Requirement:
Return all lines from the listing below that include the word "dolphin".

Data records:
= = =
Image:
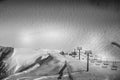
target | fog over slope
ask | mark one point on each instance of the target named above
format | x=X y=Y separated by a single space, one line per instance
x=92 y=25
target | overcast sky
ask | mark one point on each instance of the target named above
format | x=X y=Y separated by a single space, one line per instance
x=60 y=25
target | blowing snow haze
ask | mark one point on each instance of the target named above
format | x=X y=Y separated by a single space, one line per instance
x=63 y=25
= = =
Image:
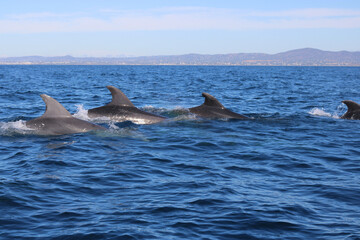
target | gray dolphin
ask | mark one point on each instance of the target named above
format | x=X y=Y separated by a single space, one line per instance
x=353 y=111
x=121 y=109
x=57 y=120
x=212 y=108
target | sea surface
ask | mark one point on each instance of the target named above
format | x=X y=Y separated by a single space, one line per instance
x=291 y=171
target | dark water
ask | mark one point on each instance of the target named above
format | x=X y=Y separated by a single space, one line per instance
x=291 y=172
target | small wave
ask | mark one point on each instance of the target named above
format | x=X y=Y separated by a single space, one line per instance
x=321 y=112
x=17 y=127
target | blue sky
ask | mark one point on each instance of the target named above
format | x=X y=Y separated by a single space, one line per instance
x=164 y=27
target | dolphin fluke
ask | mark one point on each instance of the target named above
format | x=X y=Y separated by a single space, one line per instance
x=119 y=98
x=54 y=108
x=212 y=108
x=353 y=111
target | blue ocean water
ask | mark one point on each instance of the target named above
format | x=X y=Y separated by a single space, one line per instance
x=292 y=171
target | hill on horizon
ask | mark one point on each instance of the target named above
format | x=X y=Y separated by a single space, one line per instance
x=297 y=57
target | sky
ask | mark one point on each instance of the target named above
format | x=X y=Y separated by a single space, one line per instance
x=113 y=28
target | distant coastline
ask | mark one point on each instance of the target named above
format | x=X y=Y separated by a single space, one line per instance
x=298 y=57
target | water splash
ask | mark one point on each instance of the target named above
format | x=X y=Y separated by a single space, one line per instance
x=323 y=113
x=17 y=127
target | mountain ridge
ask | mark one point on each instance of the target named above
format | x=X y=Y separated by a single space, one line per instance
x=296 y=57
= = =
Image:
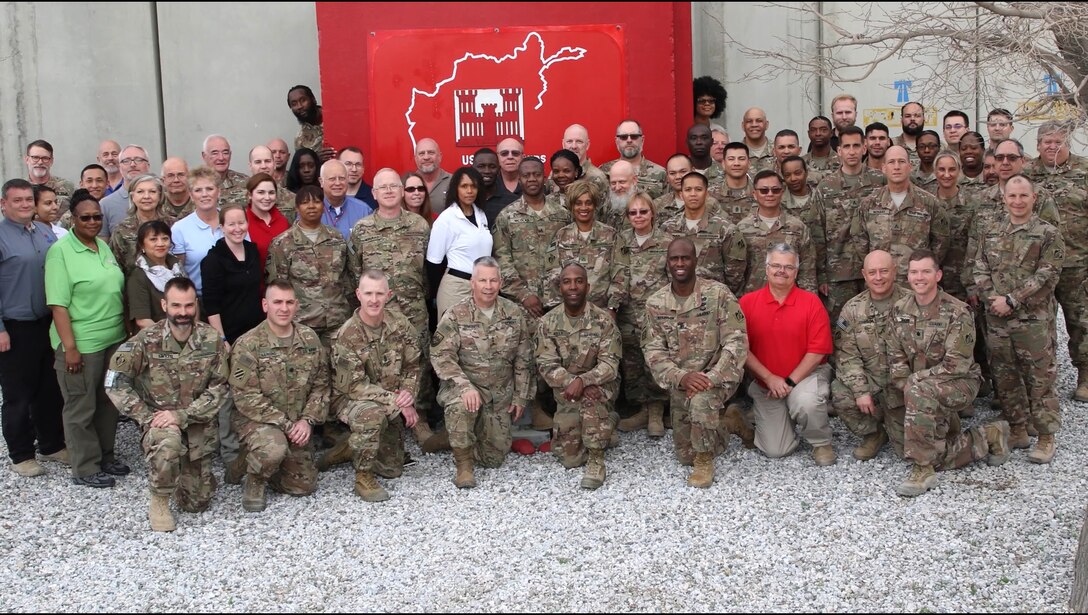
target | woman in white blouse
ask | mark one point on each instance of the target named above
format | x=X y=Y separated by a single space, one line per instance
= = =
Output for this task:
target | gray dolphin
target | dolphin fluke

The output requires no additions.